Materials provided —
BEGIN

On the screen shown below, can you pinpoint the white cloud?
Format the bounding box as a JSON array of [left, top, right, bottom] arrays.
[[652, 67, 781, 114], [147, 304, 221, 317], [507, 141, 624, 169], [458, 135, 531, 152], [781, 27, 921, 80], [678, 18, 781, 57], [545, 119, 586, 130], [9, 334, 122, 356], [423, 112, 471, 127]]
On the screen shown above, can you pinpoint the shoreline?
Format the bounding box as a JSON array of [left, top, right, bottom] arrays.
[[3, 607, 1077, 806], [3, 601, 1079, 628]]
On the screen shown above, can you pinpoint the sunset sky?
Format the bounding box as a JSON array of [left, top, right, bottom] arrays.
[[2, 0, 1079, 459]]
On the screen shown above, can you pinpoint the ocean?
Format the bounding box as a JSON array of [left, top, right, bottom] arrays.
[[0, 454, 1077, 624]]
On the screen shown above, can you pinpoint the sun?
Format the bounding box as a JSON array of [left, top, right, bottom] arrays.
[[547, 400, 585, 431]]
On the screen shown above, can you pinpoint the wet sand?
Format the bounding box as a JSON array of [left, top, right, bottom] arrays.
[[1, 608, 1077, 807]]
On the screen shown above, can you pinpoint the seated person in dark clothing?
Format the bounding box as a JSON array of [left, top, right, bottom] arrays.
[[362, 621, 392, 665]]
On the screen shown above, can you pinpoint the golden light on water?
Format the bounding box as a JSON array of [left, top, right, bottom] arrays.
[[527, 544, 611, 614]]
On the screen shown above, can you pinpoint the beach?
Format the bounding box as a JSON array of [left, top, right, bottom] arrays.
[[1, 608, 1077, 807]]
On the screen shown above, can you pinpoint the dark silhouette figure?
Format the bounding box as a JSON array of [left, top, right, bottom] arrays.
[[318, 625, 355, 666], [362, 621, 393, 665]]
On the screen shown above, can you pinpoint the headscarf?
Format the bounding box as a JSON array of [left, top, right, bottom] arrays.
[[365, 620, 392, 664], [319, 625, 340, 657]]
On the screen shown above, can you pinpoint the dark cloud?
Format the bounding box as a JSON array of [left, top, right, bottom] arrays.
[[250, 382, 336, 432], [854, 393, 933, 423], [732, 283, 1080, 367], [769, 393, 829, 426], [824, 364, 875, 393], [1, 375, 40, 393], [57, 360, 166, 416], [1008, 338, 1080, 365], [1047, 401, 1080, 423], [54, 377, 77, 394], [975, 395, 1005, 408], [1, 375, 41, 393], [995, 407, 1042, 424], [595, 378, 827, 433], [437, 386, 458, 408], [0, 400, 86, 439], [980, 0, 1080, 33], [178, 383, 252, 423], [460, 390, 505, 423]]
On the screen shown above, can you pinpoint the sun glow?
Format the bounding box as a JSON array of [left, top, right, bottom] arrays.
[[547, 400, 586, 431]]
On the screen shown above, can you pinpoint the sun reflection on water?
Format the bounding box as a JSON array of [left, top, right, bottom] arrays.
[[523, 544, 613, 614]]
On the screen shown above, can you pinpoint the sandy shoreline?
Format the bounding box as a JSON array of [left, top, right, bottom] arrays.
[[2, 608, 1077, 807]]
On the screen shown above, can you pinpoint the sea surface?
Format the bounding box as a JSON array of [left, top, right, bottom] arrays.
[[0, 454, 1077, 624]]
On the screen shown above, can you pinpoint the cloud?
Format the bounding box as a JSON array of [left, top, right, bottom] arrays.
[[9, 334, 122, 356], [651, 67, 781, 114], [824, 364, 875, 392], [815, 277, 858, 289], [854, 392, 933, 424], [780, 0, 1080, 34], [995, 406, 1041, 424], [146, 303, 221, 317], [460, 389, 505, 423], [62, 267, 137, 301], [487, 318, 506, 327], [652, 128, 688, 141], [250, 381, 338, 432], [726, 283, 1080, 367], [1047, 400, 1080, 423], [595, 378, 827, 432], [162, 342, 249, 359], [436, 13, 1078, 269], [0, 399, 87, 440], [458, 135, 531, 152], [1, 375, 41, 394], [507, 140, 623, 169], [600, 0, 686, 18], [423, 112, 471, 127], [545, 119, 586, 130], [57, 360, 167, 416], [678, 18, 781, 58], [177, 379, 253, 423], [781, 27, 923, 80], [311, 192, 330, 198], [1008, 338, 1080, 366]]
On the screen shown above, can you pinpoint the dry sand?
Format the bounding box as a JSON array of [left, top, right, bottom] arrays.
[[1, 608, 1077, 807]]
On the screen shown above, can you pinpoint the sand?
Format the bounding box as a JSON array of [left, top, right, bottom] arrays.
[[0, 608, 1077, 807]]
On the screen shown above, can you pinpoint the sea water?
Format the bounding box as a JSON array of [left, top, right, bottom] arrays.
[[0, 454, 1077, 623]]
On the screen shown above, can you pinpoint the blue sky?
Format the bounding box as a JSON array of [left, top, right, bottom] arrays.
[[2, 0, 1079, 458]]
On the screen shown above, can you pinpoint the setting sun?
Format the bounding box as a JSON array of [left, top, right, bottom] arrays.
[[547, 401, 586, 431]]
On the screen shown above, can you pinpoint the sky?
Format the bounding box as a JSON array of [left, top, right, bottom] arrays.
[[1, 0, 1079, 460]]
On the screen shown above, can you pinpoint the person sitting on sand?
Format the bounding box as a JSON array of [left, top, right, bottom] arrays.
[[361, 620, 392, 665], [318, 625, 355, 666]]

END

Task to carry out —
Reproduce the entries so that each line reads exactly as it did before.

Exercise result —
On the screen shown below, can you pinpoint the white cloud?
Format the bounding box as a JSON array of [left, top, right, bottom] arrays.
[[652, 67, 781, 114], [147, 304, 221, 317], [507, 141, 624, 169], [458, 135, 531, 152], [781, 27, 921, 80], [678, 18, 781, 57], [545, 119, 586, 130], [9, 334, 122, 356], [423, 112, 471, 127]]
On the screen shown above, can you pinpoint the shoreline?
Format the bounding box as a JSON array of [left, top, right, bottom] arrays.
[[3, 607, 1077, 806], [3, 601, 1079, 628]]
On the screen shown above, can you pinpoint the sunset sky?
Format the bounding box as a JSON array of [left, top, right, bottom] arrays.
[[2, 0, 1079, 459]]
On the screen shown above, can you pinpoint the ocean?
Format the bounding box as a JSON array of [left, top, right, bottom] arrays.
[[0, 454, 1077, 624]]
On the screen shown above, can you pinpoint the sun?
Format the bounding box as a JSON array of [left, top, right, bottom] arrays.
[[547, 400, 585, 431]]
On the screen shown above, can you pinpoint the wet sand?
Format the bounding box as a JSON array of [left, top, right, bottom] arrays.
[[1, 608, 1077, 807]]
On the screen shown above, can you pinpoint the seated person in dark clothing?
Format the bounding box as a JSON array of [left, top, right, bottom] arrays.
[[362, 621, 392, 665]]
On the screen shown above, can you pinpoint the golden light on water?
Format the bounding box as a JSON array of [left, top, right, bottom] arrays.
[[527, 544, 611, 614]]
On the screen shown above, can you pinpoint the beach?
Format the bounding box as a JSON array of [left, top, right, bottom] arrays.
[[1, 608, 1077, 807]]
On the screen shown above, can you pinpoint the dark silhouette figure?
Format the bounding box as a JSON array of [left, top, right, bottom] arrays.
[[318, 625, 355, 666], [362, 621, 393, 665]]
On the screen shown above, can you pinpoint the headscarf?
Format the bounding box as a JSON array of [left, top, right, bottom] arrays.
[[365, 620, 392, 664], [319, 625, 340, 657]]
On the screen shown above, can you pinpoint the dark cloud?
Format the bounding box as a JSON array of [left, top, right, bottom] arrays.
[[250, 382, 336, 432], [854, 393, 933, 423], [732, 283, 1080, 367], [769, 393, 829, 426], [824, 364, 875, 393], [1, 375, 40, 393], [57, 360, 166, 416], [1008, 338, 1080, 365], [1047, 401, 1080, 423], [54, 377, 77, 394], [975, 395, 1005, 408], [1, 375, 41, 393], [995, 407, 1042, 424], [595, 378, 827, 433], [437, 386, 458, 408], [0, 400, 86, 439], [980, 0, 1080, 33], [178, 383, 252, 423], [460, 390, 505, 423]]
On the screen shown above, can you pinpoint the sun glow?
Format the bounding box as a JSON array of [left, top, right, bottom] arrays.
[[547, 400, 586, 431]]
On the screen shown above, can you pinpoint the sun reflection on water?
Format the bounding box as a JSON array of [left, top, right, bottom] arrays.
[[523, 544, 613, 614]]
On the screen shown above, can you pinpoint the sandy shoreline?
Format the bounding box as a JSON array of [left, top, right, bottom] arrays.
[[2, 608, 1077, 807]]
On the screen shown above, can you pinpoint the sea surface?
Format the bounding box as a JSON array of [left, top, right, bottom] arrays.
[[0, 454, 1077, 624]]
On the screen shown above, can you pinpoint the cloud?
Format the bounding box as a JSON array of [left, top, right, bottom] arrays.
[[9, 334, 122, 356], [651, 67, 781, 114], [824, 364, 875, 392], [815, 277, 858, 289], [854, 392, 933, 424], [780, 0, 1080, 34], [995, 406, 1041, 424], [146, 303, 221, 317], [460, 389, 505, 423], [62, 267, 137, 301], [487, 318, 506, 327], [652, 128, 688, 141], [250, 381, 338, 432], [726, 283, 1080, 367], [1047, 400, 1080, 423], [595, 378, 827, 432], [162, 342, 249, 359], [436, 13, 1078, 269], [0, 399, 87, 440], [458, 135, 531, 152], [1, 375, 41, 394], [507, 140, 623, 169], [600, 0, 686, 18], [423, 112, 471, 127], [545, 119, 586, 130], [57, 360, 167, 416], [678, 18, 781, 58], [177, 379, 253, 423], [781, 27, 923, 80], [311, 192, 330, 198], [1008, 338, 1080, 366]]
On the screen shown above, can you pinpoint the dry sand?
Format the bounding box as a JSON array of [left, top, right, bottom] arrays.
[[1, 608, 1077, 807]]
On the screen shown above, can you pinpoint the sand?
Format the bounding box as a JSON array of [left, top, right, bottom] arrays.
[[0, 608, 1077, 807]]
On the screen shown above, can you pinpoint the sea water?
Format the bounding box as a JSON array of [left, top, right, bottom] arrays.
[[0, 454, 1077, 623]]
On the screen shown above, can you pinpoint the blue sky?
Format the bounding box as a JSON array of [left, top, right, bottom] arrays.
[[2, 0, 1079, 458]]
On the screen shown above, can you pinpoint the setting sun?
Format the bounding box as a JSON array of [left, top, right, bottom] arrays.
[[547, 401, 586, 431]]
On the screen shown above, can you pinpoint the sky?
Format the bounding box as a JSON array of [left, top, right, bottom] arrays.
[[1, 0, 1079, 460]]
On the screen shown above, can you pinpoint the person sitting on sand?
Format the bounding box as a JSON array of [left, top, right, bottom] arrays.
[[361, 620, 392, 665], [318, 625, 355, 666]]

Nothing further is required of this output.